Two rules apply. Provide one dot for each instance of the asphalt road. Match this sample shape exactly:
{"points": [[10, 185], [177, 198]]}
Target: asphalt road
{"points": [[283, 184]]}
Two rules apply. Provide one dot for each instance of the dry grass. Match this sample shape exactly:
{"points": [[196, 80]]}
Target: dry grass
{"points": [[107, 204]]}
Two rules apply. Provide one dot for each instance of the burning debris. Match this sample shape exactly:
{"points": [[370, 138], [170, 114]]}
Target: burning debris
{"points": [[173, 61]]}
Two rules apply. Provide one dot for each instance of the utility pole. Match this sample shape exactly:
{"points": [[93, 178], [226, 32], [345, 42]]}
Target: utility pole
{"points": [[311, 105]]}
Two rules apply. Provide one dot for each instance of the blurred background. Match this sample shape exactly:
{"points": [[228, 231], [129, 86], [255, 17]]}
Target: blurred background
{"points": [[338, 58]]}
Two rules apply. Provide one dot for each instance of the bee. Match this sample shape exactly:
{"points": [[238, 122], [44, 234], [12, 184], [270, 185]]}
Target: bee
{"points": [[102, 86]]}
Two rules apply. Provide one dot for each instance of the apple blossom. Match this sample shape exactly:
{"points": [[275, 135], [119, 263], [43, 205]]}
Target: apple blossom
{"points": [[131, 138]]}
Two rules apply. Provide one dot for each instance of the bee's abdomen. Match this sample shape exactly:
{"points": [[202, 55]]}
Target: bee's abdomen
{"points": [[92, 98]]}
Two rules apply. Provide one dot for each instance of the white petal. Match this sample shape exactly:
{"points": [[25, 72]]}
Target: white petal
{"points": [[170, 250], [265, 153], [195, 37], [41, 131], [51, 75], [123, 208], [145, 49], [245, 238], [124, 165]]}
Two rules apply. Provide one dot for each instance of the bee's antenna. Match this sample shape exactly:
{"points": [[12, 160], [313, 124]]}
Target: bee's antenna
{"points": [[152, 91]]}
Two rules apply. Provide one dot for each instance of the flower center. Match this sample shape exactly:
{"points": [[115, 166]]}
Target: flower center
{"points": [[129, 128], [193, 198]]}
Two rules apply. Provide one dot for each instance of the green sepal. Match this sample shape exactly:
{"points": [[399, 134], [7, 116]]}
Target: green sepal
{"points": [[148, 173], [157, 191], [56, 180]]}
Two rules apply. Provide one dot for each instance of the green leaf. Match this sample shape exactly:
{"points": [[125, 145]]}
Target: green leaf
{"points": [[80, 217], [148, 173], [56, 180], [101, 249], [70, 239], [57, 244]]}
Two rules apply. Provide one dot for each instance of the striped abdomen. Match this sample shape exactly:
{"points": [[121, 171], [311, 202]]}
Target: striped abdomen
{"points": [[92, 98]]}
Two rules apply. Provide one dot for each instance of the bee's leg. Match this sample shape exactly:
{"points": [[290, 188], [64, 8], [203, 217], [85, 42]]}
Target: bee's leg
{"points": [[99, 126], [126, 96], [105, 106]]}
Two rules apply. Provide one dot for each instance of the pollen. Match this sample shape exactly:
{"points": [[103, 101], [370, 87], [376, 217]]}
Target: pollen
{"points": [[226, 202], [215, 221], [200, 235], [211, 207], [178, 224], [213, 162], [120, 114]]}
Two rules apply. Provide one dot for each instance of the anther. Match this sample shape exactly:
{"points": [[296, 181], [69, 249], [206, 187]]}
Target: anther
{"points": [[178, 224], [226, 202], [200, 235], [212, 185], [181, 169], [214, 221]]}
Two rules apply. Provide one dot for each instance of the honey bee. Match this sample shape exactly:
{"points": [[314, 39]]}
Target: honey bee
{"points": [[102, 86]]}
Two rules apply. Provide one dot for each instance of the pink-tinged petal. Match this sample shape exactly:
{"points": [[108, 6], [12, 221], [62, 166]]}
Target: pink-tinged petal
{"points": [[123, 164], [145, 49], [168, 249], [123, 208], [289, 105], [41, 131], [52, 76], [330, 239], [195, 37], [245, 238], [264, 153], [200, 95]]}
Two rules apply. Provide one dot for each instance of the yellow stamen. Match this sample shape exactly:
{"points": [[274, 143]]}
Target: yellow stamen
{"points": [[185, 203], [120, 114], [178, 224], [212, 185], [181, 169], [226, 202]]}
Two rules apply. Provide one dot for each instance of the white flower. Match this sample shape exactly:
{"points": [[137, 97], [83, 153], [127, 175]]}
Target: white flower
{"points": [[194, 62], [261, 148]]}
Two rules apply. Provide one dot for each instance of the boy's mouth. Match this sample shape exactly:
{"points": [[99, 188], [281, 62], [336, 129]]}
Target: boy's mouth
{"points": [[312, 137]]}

** What is expected **
Rewrite all of the records above, changing every "sample shape" to "example layout" and keeping everything else the same.

** Exercise solution **
Two rules apply. Provide one dot for each instance of the asphalt road. Match this example layout exactly:
{"points": [[10, 185], [177, 198]]}
Target: asphalt road
{"points": [[283, 184]]}
Two rules apply. Provide one dot for each instance of the dry grass. Match this example layout exactly:
{"points": [[196, 80]]}
Target: dry grass
{"points": [[107, 204]]}
Two rules apply. Provide one dot for each instance of the burning debris. Match this example layout exactly:
{"points": [[370, 138], [170, 114]]}
Target: burning debris
{"points": [[173, 61]]}
Two rules apply. Provide one dot for each instance of the utility pole. Match this example layout exactly:
{"points": [[93, 178], [226, 32], [345, 42]]}
Target: utility pole
{"points": [[311, 105]]}
Two rules apply. Provide one dot for each instance of the blurred background. Match this example layout exactly:
{"points": [[228, 231], [129, 86], [255, 17]]}
Target: blurred background
{"points": [[338, 58]]}
Two rules apply. Provide one dot for each instance of the bee. Match this example layout exactly:
{"points": [[238, 122], [44, 234], [12, 184], [270, 185]]}
Target: bee
{"points": [[102, 86]]}
Two rules apply. Provide one dot for each instance of the apple blossom. Match this example layout exactly:
{"points": [[275, 135], [119, 263], [43, 205]]}
Target: apple blossom
{"points": [[131, 138]]}
Two rules apply. Provide one dot for each instance of the bee's abdomen. Match this example layout exactly:
{"points": [[202, 55]]}
Target: bee's abdomen
{"points": [[92, 98]]}
Two rules apply. Provide one dot for each instance of the white petal. Match this example layout exactly:
{"points": [[25, 72]]}
Target: white petal
{"points": [[170, 250], [265, 153], [195, 37], [41, 131], [51, 75], [123, 208], [145, 49], [245, 238], [124, 165]]}
Two rules apply. Provide one dot for each instance of the bee's antenna. Match this example layout exactly:
{"points": [[12, 160], [313, 124]]}
Target: bee's antenna
{"points": [[152, 91]]}
Two rules apply. Provide one dot for each instance of the flower center. Match this example layout exactly:
{"points": [[115, 166]]}
Target: flower center
{"points": [[129, 128], [193, 198]]}
Two rules apply. Provide one dot for each instance of the green sepal. Match this example layout exactly:
{"points": [[399, 134], [7, 116]]}
Target: green sepal
{"points": [[148, 173], [157, 191], [56, 180]]}
Two rules apply. Provide one dot for each instance of the green leaf. Match this example layout exactly:
{"points": [[125, 145]]}
Target: green leaf
{"points": [[80, 217], [148, 173], [56, 180], [101, 249], [70, 239], [57, 244]]}
Two rules apply. Provide one dot for each instance of the striped abdomen. Match this example layout exactly:
{"points": [[121, 171], [311, 202]]}
Target: striped abdomen
{"points": [[92, 98]]}
Two rules apply. Provide one dot for each instance of the bee's leg. Match this example layout exactly:
{"points": [[290, 188], [64, 8], [203, 217], [85, 42]]}
Target: bee's leg
{"points": [[99, 126], [126, 96], [105, 106]]}
Two rules apply. Provide one dot for each instance of the pollen. Match this example layout exactly:
{"points": [[103, 101], [370, 87], [376, 217]]}
Target: pollen
{"points": [[226, 202], [215, 221], [200, 235], [211, 207], [178, 224], [213, 162], [120, 114]]}
Two rules apply. Provide one dot for each instance of the anther. Match this example layout exactly:
{"points": [[296, 181], [69, 249], [206, 187]]}
Target: anther
{"points": [[178, 224], [226, 202], [200, 235], [212, 185], [181, 169], [214, 221]]}
Two rules apply. Provide one dot for each instance of the honey bee. Match this example layout exactly:
{"points": [[314, 39]]}
Target: honey bee
{"points": [[102, 86]]}
Two rules apply. Provide one dot for each instance of the pink-tinged petal. Match this example layout exactly:
{"points": [[108, 6], [12, 221], [62, 166]]}
Target: pink-tinged petal
{"points": [[123, 164], [145, 49], [168, 249], [123, 208], [289, 105], [41, 131], [52, 76], [330, 239], [195, 37], [245, 238], [264, 153], [200, 95]]}
Two rules apply. Provide one dot for each instance of the yellow stamen. Match this example layout exactly:
{"points": [[274, 143]]}
Target: yellow stamen
{"points": [[185, 203], [120, 114], [178, 224], [212, 185], [181, 169], [226, 202]]}
Two rules apply. Provide one dot for each instance of the white flower. Match this example layout exactly:
{"points": [[137, 97], [83, 153], [127, 175]]}
Target: white flower
{"points": [[194, 62], [261, 148]]}
Two rules apply. Provide one dot for each instance of the boy's mouth. Match this example layout exactly:
{"points": [[99, 188], [281, 62], [336, 129]]}
Target: boy's mouth
{"points": [[312, 137]]}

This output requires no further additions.